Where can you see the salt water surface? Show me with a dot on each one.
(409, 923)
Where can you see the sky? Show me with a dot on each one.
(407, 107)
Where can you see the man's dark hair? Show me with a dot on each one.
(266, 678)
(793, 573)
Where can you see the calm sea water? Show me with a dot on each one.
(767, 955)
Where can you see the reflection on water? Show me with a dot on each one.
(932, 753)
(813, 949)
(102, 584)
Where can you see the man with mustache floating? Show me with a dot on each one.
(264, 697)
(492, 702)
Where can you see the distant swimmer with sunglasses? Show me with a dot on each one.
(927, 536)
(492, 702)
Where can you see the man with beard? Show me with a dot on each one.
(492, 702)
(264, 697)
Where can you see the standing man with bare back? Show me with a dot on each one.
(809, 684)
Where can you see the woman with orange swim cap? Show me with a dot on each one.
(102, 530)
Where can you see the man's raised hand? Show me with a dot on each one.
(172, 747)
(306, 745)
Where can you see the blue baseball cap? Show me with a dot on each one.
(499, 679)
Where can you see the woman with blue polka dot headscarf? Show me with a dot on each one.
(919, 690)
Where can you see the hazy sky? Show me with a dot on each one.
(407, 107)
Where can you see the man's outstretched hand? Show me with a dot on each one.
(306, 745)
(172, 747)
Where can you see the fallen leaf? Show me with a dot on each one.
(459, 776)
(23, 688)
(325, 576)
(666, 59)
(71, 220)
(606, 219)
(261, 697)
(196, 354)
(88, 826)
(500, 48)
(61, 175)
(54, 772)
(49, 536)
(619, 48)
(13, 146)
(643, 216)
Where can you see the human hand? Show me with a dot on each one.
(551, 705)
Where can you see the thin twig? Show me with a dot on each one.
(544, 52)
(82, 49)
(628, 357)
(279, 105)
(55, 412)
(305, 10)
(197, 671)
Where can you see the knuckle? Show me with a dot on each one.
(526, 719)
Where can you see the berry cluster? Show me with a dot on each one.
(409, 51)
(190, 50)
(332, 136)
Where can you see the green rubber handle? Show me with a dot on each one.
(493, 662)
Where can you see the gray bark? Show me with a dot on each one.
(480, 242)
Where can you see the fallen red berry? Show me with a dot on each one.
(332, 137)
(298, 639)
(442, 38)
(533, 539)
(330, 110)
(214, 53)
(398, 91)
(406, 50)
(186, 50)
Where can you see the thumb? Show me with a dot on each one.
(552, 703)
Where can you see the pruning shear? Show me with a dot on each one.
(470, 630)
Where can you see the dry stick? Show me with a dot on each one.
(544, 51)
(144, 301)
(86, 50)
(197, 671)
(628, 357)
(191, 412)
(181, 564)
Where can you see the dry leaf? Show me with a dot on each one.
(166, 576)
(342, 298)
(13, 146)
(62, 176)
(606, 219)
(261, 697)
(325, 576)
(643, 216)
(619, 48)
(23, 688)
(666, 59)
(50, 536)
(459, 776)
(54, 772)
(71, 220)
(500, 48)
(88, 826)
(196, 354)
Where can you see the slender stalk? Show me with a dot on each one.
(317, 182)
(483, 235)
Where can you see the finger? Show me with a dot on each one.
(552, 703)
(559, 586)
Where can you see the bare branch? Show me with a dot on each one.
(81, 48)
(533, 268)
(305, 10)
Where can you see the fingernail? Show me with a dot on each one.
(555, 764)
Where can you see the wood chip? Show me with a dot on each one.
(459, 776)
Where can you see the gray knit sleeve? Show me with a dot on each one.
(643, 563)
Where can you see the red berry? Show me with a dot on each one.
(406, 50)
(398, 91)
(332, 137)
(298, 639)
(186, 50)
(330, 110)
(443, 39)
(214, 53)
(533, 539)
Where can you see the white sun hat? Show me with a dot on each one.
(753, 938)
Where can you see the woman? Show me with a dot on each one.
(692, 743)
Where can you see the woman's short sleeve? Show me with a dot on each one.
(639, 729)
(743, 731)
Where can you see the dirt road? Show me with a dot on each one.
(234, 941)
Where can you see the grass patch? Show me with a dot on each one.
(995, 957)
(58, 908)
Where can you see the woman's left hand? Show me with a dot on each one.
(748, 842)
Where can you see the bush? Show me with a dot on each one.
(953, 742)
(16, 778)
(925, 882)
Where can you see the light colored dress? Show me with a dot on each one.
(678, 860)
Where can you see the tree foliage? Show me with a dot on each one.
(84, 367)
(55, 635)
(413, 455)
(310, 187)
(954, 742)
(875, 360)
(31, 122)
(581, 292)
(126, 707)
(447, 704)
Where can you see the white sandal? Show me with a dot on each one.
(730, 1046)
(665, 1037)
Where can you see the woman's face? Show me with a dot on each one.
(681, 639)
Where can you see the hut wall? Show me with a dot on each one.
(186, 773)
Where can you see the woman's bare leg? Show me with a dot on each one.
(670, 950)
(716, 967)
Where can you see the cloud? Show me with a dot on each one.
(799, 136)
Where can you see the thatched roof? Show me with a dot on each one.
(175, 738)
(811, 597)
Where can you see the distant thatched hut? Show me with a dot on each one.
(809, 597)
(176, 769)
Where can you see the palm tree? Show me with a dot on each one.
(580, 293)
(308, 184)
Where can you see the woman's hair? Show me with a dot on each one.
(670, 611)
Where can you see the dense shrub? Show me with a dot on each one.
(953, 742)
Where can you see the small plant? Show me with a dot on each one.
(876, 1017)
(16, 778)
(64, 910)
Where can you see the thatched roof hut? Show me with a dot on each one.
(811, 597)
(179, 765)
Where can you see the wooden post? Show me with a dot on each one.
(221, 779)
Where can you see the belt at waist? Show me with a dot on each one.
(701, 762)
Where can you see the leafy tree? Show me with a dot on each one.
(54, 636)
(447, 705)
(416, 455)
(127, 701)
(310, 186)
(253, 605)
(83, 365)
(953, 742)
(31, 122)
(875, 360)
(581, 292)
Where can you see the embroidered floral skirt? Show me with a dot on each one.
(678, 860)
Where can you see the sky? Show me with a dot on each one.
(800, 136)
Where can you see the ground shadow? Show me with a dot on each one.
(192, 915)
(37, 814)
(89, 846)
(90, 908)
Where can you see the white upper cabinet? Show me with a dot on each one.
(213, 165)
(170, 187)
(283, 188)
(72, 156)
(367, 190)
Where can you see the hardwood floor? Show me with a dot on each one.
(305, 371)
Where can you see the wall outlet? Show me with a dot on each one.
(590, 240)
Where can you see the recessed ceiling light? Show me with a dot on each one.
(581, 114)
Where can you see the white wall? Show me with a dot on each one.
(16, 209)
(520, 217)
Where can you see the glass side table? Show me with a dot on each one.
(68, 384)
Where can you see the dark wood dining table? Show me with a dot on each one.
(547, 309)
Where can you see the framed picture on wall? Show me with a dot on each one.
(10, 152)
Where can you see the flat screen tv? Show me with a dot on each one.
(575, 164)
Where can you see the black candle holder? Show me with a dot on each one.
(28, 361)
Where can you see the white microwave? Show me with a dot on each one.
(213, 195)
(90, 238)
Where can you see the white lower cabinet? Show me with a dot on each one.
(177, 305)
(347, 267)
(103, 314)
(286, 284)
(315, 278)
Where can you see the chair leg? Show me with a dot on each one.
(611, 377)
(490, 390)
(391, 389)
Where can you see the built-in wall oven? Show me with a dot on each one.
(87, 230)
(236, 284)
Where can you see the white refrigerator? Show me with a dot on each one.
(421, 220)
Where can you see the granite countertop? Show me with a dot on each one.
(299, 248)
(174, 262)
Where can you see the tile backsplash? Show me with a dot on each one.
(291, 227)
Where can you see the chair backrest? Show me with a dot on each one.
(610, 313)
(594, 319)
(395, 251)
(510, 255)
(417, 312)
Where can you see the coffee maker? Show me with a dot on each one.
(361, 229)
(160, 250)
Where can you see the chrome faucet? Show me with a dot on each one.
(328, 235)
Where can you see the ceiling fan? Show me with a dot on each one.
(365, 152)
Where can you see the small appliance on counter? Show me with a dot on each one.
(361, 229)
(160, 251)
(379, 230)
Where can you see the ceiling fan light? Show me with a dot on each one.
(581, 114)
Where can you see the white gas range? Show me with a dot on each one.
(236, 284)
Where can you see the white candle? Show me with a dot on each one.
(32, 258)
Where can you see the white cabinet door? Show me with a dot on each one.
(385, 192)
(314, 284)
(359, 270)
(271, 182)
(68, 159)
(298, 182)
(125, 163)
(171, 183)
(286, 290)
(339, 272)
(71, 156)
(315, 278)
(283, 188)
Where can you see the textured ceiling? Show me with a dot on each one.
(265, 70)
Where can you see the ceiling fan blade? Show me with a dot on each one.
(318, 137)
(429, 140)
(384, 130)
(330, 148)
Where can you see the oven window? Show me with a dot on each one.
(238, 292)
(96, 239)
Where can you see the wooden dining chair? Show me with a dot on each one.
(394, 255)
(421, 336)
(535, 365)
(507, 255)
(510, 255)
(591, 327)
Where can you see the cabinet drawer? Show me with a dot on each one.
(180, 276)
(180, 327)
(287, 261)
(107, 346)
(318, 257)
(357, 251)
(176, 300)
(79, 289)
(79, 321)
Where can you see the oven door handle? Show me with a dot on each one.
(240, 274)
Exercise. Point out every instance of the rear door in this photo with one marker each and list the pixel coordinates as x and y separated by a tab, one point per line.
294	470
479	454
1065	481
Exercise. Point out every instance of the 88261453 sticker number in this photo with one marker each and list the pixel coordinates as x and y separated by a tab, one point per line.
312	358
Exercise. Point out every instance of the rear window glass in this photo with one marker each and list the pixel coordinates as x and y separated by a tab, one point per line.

Stated exercise: Starting at the line that contains "Where can you see the wooden dining", quote each remaining line of the entries above, unchanged.

Final result:
Where can you see the wooden dining chair? Show me with a dot on each one.
(394, 255)
(421, 336)
(535, 365)
(507, 255)
(510, 255)
(591, 327)
Where can you see the cabinet drawer? Show me with a dot on each one.
(180, 276)
(180, 327)
(287, 261)
(107, 346)
(318, 257)
(357, 251)
(176, 300)
(79, 289)
(79, 321)
Where can you see the oven door handle? Show me with a dot on each one.
(240, 274)
Exercise. Point out every instance of the rear door in this photo with one marker each and list the pixel coordinates as x and y separated by a tab, one point per line.
294	470
479	454
1065	481
Exercise. Point out every instance of the 88261453 sticker number in this photo with one marker each and list the pixel coordinates as x and y separated by a tab, one point per line.
312	358
Exercise. Point out every instance of the rear window glass in this photo with one marker each and list the pixel coordinates as x and y separated by a tab, one point per line.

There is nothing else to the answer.